## Document excerpt
:::

Re: Parallel copy - Mailing list pgsql-hackers

From Ants Aasma
Subject Re: Parallel copy
Date
Msg-id CANwKhkMgtdhXUZhhWGXBCM0ofRGm+0MEF6aBwE32N+PXs=Uh4Q@mail.gmail.com
Whole thread Raw
In response to Re: Parallel copy  (vignesh C <vignesh21@gmail.com>)
Responses Re: Parallel copy  (Amit Kapila <amit.kapila16@gmail.com>)
Re: Parallel copy  (Robert Haas <robertmhaas@gmail.com>)
List pgsql-hackers
On Tue, 7 Apr 2020 at 08:24, vignesh C <vignesh21@gmail.com> wrote:
> Leader will create a circular queue
> and share it across the workers. The circular queue will be present in
> DSM. Leader will be using a fixed size queue to share the contents
> between the leader and the workers. Currently we will have 100
> elements present in the queue. This will be created before the workers
> are started and shared with the workers. The data structures that are
> required by the parallel workers will be initialized by the leader,
> the size required in dsm will be calculated and the necessary keys
> will be loaded in the DSM. The specified number of workers will then
> be launched. Leader will read the table data from the file and copy
> the contents to the queue element by element. Each element in the
> queue will have 64K size DSA. This DSA will be used to store tuple
> contents from the file. The leader will try to copy as much content as
> possible within one 64K DSA queue element. We intend to store at least
> one tuple in each queue element. There are some cases where the 64K
> space may not be enough to store a single tuple. Mostly in cases where
> the table has toast data present and the single tuple can be more than
> 64K size. In these scenarios we will extend the DSA space accordingly.
> We cannot change the size of the dsm once the workers are launched.
> Whereas in case of DSA we can free the dsa pointer and reallocate the
> dsa pointer based on the memory size required. This is the very reason
> for choosing DSA over DSM for storing the data that must be inserted
> into the relation.

I think the element based approach and requirement that all tuples fit
into the queue makes things unnecessarily complex. The approach I
detailed earlier allows for tuples to be bigger than the buffer. In
that case a worker will claim the long tuple from the ring queue of
tuple start positions, and starts copying it into its local line_buf.
This can wrap around the buffer multiple times until the next start
position shows up. At that point this worker can proceed with
inserting the tuple and the next worker will claim the next tuple.

:::

## Given data
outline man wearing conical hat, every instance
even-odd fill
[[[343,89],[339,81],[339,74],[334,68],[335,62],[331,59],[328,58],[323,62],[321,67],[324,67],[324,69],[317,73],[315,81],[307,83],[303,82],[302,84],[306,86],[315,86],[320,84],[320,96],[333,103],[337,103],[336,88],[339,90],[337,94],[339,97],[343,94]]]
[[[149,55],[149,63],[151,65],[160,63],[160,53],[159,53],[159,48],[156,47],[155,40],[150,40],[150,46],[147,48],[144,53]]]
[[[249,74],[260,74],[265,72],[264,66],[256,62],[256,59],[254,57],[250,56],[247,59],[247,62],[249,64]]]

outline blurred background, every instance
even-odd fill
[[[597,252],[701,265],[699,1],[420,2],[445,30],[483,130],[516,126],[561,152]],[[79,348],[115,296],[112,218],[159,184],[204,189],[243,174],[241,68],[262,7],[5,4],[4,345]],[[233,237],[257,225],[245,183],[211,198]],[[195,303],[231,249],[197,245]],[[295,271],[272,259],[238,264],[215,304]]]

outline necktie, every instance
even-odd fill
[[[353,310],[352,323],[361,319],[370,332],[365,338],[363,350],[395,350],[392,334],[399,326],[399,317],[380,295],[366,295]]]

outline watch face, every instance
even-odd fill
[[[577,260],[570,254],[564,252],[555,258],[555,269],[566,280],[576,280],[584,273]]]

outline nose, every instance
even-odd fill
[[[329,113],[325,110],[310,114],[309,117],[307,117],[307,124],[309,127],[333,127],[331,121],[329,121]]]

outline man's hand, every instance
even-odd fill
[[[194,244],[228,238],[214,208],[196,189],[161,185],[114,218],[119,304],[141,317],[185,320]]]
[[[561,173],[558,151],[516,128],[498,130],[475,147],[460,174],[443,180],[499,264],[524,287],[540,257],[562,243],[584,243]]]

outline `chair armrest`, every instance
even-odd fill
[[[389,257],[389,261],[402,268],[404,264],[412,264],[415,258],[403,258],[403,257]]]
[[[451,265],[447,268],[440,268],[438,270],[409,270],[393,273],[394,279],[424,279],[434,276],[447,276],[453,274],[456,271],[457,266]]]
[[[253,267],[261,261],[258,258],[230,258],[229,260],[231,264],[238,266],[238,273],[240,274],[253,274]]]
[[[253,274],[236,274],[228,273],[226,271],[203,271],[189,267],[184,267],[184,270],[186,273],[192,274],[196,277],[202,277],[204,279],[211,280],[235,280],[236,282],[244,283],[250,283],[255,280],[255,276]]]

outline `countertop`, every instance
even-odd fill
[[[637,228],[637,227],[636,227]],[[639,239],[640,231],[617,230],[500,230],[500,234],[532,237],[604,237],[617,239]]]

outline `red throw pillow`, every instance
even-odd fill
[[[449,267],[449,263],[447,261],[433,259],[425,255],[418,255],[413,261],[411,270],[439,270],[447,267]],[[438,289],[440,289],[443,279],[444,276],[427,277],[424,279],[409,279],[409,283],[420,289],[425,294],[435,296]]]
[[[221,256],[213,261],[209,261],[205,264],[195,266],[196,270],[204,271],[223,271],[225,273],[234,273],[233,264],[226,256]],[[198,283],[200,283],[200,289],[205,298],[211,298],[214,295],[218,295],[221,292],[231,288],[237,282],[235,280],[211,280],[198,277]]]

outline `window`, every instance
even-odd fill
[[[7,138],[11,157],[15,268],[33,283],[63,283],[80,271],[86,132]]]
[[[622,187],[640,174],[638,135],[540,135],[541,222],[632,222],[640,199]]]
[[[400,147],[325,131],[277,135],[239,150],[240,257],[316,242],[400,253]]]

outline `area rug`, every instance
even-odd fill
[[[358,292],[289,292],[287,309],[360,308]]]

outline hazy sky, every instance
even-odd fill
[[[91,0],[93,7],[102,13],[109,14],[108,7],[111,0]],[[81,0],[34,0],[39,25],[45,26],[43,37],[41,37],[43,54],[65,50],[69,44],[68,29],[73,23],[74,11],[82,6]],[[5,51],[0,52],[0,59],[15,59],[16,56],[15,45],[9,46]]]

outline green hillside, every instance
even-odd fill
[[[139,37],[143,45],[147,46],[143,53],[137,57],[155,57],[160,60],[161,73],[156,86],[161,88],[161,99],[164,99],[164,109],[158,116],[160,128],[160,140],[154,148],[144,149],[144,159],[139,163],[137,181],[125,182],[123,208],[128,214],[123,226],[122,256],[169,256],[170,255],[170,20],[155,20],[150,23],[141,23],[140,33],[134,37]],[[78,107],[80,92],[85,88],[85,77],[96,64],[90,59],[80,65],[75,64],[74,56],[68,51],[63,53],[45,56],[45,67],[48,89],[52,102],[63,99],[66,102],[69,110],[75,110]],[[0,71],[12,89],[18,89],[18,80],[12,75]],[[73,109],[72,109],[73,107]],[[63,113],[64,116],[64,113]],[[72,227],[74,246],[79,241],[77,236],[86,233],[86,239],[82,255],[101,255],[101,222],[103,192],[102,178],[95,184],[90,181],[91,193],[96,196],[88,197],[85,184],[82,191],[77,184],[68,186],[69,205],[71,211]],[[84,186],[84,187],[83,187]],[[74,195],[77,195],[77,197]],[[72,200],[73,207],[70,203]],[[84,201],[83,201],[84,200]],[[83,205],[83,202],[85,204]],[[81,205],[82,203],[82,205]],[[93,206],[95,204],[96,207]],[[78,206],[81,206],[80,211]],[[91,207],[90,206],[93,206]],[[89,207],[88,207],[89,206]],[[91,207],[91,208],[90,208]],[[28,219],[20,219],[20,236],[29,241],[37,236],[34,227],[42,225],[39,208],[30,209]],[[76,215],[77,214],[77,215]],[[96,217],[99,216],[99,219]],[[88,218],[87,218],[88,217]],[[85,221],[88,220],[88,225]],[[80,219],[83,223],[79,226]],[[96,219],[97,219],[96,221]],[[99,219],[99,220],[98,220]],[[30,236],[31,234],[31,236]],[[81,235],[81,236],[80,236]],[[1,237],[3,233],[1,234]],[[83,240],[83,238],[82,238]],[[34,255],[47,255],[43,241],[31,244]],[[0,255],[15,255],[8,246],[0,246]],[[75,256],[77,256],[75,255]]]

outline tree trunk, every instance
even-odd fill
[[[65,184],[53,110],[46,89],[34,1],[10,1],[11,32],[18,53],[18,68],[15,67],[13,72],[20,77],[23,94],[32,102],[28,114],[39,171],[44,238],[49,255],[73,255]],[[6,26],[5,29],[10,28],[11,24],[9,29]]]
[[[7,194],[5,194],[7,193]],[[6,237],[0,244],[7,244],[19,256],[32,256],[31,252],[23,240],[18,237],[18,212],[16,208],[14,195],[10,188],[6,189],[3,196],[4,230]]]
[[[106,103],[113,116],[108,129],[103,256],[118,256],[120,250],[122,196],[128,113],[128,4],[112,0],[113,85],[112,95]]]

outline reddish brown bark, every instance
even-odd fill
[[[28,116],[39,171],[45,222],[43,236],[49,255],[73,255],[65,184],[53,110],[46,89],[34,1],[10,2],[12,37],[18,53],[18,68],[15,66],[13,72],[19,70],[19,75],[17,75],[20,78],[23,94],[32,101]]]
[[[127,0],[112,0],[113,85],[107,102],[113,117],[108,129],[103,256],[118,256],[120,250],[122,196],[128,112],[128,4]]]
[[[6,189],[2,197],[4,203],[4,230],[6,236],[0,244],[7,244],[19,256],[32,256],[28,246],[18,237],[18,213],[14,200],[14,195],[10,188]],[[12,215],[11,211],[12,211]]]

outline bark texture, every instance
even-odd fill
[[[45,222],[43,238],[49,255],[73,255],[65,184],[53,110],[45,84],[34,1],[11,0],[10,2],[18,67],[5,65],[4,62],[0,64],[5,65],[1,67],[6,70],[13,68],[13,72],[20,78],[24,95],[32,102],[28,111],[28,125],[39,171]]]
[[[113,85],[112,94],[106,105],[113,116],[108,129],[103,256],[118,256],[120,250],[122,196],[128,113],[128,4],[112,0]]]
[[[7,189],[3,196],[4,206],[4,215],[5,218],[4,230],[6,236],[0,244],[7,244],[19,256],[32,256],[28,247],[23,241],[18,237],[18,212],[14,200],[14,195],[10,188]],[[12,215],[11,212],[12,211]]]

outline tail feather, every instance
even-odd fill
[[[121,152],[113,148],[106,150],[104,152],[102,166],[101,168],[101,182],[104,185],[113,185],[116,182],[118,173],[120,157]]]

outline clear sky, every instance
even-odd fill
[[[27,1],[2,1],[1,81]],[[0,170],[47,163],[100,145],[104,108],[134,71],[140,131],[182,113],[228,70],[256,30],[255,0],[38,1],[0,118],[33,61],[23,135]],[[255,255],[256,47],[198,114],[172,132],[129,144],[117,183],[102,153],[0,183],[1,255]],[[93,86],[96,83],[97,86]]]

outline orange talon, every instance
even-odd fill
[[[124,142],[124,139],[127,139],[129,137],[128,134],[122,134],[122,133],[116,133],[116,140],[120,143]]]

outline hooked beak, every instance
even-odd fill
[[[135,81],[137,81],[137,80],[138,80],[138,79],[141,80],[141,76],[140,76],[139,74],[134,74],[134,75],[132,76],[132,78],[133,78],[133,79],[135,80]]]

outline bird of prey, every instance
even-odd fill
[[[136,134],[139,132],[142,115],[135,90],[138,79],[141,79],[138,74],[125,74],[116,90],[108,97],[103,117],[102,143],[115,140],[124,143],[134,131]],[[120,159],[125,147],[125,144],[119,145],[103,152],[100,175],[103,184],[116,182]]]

:::

Pick up the mailing-list reply on parallel copy after its last sentence and carry it on.

## Written answer
This way nothing needs to be resized, there is no risk of a file with
huge tuples running the system out of memory because each element will
be reallocated to be huge and the number of elements is not something
that has to be tuned.

> We had a couple of options for the way in which queue elements can be stored.
> Option 1:  Each element (DSA chunk) will contain tuples such that each
> tuple will be preceded by the length of the tuple.  So the tuples will
> be arranged like (Length of tuple-1, tuple-1), (Length of tuple-2,
> tuple-2), .... Or Option 2: Each element (DSA chunk) will contain only
> tuples (tuple-1), (tuple-2), .....  And we will have a second
> ring-buffer which contains a start-offset or length of each tuple. The
> old design used to generate one tuple of data and process tuple by
> tuple. In the new design, the server will generate multiple tuples of
> data per queue element. The worker will then process data tuple by
> tuple. As we are processing the data tuple by tuple, I felt both of
> the options are almost the same. However Design1 was chosen over
> Design 2 as we can save up on some space that was required by another
> variable in each element of the queue.

With option 1 it's not possible to read input data into shared memory
and there needs to be an extra memcpy in the time critical sequential
flow of the leader. With option 2 data could be read directly into the
shared memory buffer. With future async io support, reading and
looking for tuple boundaries could be performed concurrently.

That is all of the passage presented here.